Top of RECORDS

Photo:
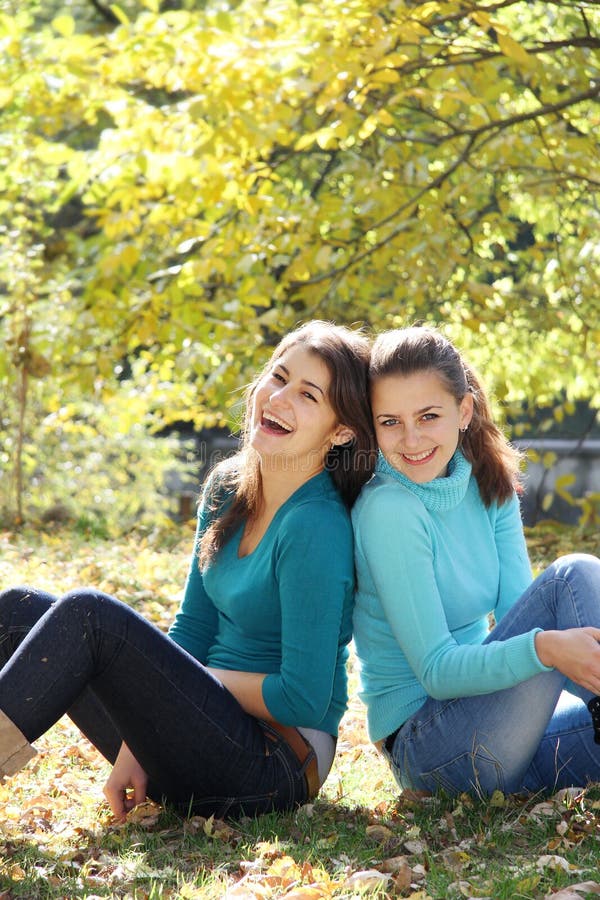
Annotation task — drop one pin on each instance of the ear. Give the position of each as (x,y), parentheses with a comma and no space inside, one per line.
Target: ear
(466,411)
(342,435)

Bottom of RECORDS
Top of RECORDS

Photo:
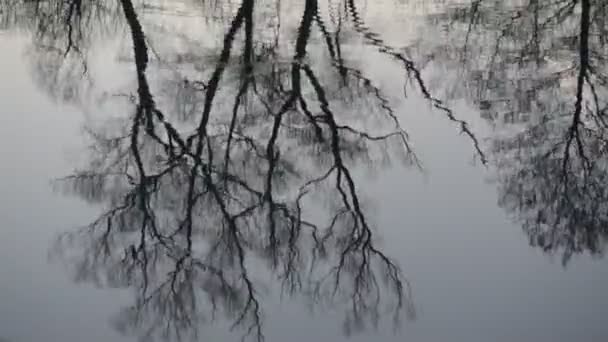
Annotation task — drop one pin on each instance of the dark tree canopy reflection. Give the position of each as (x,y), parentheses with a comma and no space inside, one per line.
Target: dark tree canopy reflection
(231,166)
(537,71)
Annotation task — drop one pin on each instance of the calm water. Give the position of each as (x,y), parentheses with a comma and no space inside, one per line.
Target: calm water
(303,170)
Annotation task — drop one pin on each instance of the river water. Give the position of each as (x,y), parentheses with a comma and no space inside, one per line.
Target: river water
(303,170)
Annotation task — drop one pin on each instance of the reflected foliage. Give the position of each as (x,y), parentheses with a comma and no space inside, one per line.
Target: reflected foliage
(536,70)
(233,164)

Bottom of RECORDS
Top of RECORDS

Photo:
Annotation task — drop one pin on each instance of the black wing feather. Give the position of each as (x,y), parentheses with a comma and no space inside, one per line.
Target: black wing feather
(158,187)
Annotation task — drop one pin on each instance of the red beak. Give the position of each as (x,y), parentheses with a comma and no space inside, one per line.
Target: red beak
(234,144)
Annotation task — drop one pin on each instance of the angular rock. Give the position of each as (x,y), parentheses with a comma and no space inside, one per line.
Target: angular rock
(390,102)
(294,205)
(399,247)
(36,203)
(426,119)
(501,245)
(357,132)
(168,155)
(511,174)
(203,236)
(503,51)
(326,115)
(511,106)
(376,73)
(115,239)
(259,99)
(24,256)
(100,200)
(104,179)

Bottom of RECORDS

=== ACTION ITEM ===
Every line containing the string "instance" is required; copy each such line from the data.

=== EXPECTED ANSWER ===
Annotation task — drop one pin on each instance of the ear. Give the position of each as (x,y), parentheses with a comma and no space inside, one per line.
Annotation task — drop one pin on each instance of the dark tree canopy reflection. Give the position of each as (x,y), parentheses with a comma and no space inside, one per line.
Annotation task — drop one pin on each instance of the calm water. Give the position of each as (x,y), parentheses with a comma and no space inside, one per line.
Annotation task — drop one pin on each instance of the river water. Give the position of each as (x,y), parentheses with a comma and no space inside, one per line.
Annotation task — drop one pin on each instance of the reflected foliage. Give the position of each as (x,y), parentheses with a comma and no space inside, one per line.
Annotation task — drop one pin on each instance of the black wing feather. Give the position of each as (x,y), parentheses with a comma and no space inside, one per line.
Annotation task — drop one pin on each instance of the red beak. Give the position of each as (x,y), parentheses with a comma and no space inside, one per line.
Annotation task — drop one pin on each instance of the angular rock. Give the position of each as (x,y), parentheses with a comma and no space inside, one per line.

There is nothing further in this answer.